__Extracted entries__:
+ + + + + + +
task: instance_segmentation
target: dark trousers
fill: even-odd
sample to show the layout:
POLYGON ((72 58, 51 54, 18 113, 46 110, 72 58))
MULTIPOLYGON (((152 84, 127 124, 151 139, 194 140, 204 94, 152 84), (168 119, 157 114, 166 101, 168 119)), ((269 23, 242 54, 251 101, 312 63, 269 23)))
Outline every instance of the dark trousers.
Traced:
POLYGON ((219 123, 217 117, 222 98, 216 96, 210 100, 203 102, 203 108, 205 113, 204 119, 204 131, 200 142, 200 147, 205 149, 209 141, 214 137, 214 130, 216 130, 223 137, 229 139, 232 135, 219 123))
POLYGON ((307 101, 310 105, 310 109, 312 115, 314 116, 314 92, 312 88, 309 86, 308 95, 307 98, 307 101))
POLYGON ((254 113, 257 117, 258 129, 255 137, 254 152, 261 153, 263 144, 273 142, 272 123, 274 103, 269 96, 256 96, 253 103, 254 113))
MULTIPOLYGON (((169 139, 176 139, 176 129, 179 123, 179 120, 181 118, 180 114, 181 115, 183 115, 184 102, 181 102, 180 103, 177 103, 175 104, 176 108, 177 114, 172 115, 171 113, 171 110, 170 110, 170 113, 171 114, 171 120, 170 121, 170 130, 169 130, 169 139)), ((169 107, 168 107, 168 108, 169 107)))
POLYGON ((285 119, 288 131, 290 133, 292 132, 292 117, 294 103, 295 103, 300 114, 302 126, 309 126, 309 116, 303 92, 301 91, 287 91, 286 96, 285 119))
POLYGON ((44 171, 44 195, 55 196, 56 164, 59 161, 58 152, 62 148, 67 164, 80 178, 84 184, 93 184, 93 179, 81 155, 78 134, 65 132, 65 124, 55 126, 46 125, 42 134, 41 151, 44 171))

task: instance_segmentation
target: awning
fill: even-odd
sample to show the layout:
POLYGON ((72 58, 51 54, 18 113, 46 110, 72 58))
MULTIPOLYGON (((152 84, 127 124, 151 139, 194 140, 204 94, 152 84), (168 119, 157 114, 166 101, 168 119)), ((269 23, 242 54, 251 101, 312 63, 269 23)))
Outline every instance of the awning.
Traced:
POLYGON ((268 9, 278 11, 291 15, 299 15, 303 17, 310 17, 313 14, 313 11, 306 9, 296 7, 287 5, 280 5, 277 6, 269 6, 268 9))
+ + + + + + +
__Objective__: Rewrite all of these items, replacing every "Traced" with "Outlined" and leaving everything else as it is.

__Problem solution__:
task: instance_segmentation
target: dark trousers
fill: even-odd
sample to show the layout:
POLYGON ((72 58, 51 54, 18 113, 46 110, 72 58))
MULTIPOLYGON (((152 84, 127 124, 151 139, 194 140, 204 94, 152 84), (168 119, 157 114, 166 101, 168 119)), ((269 23, 242 54, 251 101, 312 63, 269 23)))
Outline every instance of the dark trousers.
Outlined:
POLYGON ((219 123, 217 117, 222 98, 216 96, 210 100, 203 102, 203 108, 205 113, 204 119, 204 131, 200 142, 200 147, 205 149, 209 141, 214 137, 214 130, 216 130, 223 137, 229 139, 232 135, 219 123))
POLYGON ((307 101, 310 105, 310 109, 312 115, 314 116, 314 92, 312 88, 309 86, 308 95, 307 98, 307 101))
POLYGON ((254 113, 257 117, 258 129, 255 137, 254 152, 261 153, 263 144, 273 142, 272 123, 274 103, 269 96, 256 96, 253 103, 254 113))
MULTIPOLYGON (((169 139, 176 139, 176 129, 179 123, 179 120, 181 118, 180 114, 181 115, 183 115, 184 102, 181 102, 180 103, 177 103, 175 104, 176 108, 177 114, 172 115, 171 113, 171 110, 170 110, 170 113, 171 114, 171 120, 170 121, 170 130, 169 130, 169 139)), ((169 107, 168 107, 168 108, 169 107)))
POLYGON ((285 119, 288 131, 290 133, 292 132, 292 117, 294 103, 295 103, 300 114, 302 126, 309 126, 309 116, 303 92, 301 91, 287 91, 286 96, 285 119))
POLYGON ((44 171, 44 195, 55 196, 56 164, 59 161, 58 152, 62 148, 67 164, 80 178, 84 184, 93 184, 93 179, 81 155, 78 134, 65 132, 65 124, 55 126, 46 125, 42 134, 41 151, 44 171))

task: instance_segmentation
target: awning
fill: even-odd
sample to show the layout:
POLYGON ((72 58, 51 54, 18 113, 46 110, 72 58))
MULTIPOLYGON (((152 84, 127 124, 151 139, 194 140, 204 94, 152 84), (168 119, 157 114, 166 101, 168 119)), ((269 23, 242 54, 251 101, 312 63, 269 23)))
Outline every instance of the awning.
Outlined:
POLYGON ((268 9, 278 11, 291 15, 299 15, 303 17, 310 17, 313 14, 313 11, 306 9, 296 7, 287 5, 280 5, 277 6, 269 6, 268 9))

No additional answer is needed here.